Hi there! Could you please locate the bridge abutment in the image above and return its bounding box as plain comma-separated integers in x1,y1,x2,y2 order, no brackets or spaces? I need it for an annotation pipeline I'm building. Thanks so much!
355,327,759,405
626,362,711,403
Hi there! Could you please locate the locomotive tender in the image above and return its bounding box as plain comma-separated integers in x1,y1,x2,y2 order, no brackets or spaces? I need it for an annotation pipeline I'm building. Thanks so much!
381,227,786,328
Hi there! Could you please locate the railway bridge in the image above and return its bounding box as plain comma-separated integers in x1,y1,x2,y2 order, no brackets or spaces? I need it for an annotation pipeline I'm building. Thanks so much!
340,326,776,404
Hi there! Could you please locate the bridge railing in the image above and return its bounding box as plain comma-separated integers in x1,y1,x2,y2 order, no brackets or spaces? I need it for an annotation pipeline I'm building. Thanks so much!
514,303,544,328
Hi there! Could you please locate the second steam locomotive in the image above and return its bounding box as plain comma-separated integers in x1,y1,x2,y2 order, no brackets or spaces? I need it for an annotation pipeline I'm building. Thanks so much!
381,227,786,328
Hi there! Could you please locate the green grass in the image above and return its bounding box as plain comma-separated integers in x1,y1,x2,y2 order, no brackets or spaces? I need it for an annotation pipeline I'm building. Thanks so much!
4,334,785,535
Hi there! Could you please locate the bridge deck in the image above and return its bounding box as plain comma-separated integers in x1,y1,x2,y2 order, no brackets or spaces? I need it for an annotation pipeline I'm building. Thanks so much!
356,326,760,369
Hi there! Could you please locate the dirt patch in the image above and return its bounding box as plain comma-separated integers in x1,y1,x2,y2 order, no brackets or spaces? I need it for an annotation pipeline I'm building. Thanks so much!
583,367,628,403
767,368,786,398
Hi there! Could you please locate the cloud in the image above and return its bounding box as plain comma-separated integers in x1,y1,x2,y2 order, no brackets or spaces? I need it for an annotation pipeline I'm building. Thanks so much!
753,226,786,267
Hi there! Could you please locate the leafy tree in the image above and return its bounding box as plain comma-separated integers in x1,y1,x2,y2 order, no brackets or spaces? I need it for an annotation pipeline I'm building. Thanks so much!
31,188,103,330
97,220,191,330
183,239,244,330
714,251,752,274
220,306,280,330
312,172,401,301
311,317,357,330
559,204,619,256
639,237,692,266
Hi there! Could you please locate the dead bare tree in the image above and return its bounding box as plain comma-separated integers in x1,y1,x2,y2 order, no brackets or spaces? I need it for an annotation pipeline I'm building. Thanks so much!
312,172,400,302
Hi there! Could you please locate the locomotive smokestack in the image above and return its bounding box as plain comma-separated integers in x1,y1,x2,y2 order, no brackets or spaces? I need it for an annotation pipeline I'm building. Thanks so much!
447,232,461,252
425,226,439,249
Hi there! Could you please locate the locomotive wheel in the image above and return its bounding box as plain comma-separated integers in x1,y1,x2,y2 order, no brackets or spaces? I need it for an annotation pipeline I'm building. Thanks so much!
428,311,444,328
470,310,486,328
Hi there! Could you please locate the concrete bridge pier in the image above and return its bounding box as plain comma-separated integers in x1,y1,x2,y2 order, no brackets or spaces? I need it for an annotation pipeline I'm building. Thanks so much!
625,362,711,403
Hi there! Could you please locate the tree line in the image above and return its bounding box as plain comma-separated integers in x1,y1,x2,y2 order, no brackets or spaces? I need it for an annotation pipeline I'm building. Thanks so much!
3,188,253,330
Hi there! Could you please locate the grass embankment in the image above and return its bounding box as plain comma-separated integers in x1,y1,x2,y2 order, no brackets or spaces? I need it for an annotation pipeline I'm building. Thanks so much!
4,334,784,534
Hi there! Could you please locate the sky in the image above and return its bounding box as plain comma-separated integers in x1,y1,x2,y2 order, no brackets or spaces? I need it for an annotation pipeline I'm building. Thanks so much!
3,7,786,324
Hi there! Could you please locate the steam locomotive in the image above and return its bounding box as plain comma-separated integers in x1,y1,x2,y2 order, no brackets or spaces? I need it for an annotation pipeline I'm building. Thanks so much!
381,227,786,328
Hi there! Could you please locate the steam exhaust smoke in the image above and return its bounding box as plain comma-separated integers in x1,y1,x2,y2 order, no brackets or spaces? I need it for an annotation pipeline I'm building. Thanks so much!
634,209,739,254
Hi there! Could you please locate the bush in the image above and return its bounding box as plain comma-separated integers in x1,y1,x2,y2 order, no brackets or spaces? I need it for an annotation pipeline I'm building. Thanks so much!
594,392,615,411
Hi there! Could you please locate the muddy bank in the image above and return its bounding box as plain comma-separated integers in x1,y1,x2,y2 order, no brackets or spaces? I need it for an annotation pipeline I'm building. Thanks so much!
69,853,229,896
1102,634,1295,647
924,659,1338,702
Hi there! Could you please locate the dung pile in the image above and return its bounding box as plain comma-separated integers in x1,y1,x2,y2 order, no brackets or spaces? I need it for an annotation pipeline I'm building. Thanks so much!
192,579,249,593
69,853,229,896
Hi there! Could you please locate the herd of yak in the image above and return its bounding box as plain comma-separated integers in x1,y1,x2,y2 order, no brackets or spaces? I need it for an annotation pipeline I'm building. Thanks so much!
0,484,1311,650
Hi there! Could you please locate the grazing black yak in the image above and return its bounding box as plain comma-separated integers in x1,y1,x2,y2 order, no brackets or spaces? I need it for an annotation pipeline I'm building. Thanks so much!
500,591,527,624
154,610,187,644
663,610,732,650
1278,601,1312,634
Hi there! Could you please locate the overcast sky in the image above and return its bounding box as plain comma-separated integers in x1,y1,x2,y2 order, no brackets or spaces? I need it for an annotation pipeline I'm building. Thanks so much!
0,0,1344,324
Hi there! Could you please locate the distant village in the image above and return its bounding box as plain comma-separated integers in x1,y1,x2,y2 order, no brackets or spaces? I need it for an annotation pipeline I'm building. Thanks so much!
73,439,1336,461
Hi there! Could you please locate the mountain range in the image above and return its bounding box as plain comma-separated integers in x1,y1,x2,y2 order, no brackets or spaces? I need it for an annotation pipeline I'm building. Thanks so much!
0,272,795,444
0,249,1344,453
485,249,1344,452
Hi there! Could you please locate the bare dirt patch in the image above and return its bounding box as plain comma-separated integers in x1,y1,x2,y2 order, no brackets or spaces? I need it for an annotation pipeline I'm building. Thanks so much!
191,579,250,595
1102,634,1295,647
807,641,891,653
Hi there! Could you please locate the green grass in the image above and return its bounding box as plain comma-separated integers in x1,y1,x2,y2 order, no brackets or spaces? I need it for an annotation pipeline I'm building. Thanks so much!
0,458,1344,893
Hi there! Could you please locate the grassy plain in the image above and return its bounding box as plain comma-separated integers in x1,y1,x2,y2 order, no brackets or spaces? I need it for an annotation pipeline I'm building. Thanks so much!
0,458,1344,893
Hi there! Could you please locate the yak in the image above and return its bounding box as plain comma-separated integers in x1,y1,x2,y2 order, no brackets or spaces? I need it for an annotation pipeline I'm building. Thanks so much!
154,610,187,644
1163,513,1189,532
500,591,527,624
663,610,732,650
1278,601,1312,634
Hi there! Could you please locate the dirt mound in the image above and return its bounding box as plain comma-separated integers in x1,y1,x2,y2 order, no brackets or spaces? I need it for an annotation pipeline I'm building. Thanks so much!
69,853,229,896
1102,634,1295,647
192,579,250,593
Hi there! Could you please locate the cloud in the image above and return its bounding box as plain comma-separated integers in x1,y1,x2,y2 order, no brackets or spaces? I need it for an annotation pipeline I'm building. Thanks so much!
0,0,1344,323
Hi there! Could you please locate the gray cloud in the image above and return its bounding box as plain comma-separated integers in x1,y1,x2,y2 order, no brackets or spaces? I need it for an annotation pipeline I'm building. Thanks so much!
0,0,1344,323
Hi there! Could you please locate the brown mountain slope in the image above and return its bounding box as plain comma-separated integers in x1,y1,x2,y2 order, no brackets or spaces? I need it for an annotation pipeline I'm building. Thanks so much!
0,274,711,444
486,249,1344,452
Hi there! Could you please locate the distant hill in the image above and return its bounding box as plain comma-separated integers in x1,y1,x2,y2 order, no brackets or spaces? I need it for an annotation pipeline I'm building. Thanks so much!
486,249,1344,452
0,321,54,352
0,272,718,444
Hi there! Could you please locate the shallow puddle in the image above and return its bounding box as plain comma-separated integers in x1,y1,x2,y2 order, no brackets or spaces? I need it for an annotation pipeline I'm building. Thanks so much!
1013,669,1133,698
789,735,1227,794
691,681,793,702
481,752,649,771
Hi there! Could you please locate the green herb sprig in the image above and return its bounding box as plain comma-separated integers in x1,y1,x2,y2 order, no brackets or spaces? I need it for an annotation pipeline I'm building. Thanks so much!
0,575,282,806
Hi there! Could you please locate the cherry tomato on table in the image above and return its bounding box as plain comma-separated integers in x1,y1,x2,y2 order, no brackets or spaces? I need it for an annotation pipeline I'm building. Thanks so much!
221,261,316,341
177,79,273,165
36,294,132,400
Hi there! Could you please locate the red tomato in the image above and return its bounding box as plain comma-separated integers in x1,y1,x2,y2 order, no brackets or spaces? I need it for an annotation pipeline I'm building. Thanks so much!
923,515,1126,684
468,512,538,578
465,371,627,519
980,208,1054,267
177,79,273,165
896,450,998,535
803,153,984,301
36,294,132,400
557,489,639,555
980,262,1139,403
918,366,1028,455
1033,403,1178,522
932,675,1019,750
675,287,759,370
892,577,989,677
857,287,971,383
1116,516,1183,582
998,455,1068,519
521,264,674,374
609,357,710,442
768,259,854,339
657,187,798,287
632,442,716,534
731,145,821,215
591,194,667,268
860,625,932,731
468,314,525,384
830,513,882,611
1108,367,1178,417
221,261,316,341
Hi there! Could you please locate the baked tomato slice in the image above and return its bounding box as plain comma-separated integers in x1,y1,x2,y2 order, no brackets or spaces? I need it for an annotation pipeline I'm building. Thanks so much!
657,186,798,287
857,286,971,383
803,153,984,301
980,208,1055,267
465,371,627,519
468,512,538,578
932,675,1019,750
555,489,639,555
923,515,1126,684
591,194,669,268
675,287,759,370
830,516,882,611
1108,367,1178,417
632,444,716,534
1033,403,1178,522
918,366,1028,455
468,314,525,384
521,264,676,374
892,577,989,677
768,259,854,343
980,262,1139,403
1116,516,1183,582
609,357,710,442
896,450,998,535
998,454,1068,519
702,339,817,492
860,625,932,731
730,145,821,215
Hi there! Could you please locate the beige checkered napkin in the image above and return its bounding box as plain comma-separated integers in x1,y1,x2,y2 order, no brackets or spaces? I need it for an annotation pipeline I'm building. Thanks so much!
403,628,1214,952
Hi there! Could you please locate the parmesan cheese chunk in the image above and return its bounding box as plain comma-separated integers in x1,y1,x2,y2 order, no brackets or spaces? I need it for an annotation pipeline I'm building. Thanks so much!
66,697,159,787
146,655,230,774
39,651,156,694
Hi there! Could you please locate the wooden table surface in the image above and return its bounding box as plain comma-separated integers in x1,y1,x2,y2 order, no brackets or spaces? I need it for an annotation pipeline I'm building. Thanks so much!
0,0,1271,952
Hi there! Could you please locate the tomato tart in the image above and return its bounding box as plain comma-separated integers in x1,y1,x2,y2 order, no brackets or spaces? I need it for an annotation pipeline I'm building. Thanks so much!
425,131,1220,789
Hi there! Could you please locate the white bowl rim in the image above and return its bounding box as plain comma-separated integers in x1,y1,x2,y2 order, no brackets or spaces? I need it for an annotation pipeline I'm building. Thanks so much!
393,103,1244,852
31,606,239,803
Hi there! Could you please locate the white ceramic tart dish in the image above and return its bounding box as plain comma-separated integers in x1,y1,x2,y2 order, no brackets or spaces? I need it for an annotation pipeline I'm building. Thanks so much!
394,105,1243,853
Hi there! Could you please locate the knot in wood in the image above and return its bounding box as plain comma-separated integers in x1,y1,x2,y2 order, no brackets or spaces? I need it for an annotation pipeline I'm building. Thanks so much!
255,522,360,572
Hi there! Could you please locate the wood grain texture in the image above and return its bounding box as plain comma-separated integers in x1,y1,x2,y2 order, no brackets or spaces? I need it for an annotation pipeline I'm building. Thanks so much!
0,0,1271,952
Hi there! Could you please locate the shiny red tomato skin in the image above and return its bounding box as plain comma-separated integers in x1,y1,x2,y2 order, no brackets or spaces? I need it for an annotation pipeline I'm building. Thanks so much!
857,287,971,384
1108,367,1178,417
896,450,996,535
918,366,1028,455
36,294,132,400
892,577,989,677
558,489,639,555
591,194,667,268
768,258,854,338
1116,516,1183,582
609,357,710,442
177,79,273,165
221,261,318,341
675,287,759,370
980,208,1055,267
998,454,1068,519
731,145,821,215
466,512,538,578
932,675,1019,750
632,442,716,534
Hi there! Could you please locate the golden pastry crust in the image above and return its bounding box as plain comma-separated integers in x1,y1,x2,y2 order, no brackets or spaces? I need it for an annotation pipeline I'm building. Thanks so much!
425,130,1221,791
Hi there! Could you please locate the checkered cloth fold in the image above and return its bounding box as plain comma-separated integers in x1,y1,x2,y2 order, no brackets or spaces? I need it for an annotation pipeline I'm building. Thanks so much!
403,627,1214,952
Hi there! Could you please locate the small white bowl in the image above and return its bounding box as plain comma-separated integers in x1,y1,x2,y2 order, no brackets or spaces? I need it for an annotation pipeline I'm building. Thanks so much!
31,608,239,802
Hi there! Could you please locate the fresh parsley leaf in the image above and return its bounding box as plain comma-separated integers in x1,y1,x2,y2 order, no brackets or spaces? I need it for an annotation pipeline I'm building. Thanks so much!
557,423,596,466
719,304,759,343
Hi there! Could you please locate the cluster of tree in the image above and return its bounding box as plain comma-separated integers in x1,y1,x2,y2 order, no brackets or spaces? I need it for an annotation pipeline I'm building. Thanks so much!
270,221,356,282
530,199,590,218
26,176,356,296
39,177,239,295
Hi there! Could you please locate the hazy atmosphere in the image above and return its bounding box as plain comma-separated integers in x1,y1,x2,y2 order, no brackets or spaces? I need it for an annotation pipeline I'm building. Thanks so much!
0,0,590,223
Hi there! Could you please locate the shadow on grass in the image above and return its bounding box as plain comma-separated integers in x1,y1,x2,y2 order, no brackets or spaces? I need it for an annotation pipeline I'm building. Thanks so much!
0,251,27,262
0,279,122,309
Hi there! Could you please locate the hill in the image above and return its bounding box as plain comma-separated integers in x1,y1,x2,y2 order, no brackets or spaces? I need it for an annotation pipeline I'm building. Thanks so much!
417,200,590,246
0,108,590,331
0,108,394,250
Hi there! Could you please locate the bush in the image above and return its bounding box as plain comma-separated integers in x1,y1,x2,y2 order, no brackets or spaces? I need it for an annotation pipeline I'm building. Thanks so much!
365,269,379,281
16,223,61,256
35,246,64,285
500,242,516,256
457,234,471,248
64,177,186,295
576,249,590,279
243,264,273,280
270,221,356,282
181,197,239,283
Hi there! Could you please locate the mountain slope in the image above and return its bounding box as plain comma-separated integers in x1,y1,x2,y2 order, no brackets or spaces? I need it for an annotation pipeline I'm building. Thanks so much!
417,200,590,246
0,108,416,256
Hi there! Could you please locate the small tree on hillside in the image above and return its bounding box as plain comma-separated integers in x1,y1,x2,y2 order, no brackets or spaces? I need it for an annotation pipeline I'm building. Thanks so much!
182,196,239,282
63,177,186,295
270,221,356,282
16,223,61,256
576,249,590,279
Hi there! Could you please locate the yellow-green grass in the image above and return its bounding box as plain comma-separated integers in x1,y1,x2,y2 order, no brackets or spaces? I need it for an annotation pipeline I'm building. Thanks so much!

GOAL OF THE EXERCISE → Report every line of the listing above that contains the string "brown", copying each line in full. Case counts.

TASK OUTPUT →
Hi there! Could you please locate the brown mountain slope in the image above and return its bounding box as plain comma-separated integers in x1,y1,x2,y2 order, no brackets or spaces? I need it for an annotation pipeline I'm building. Thanks so much!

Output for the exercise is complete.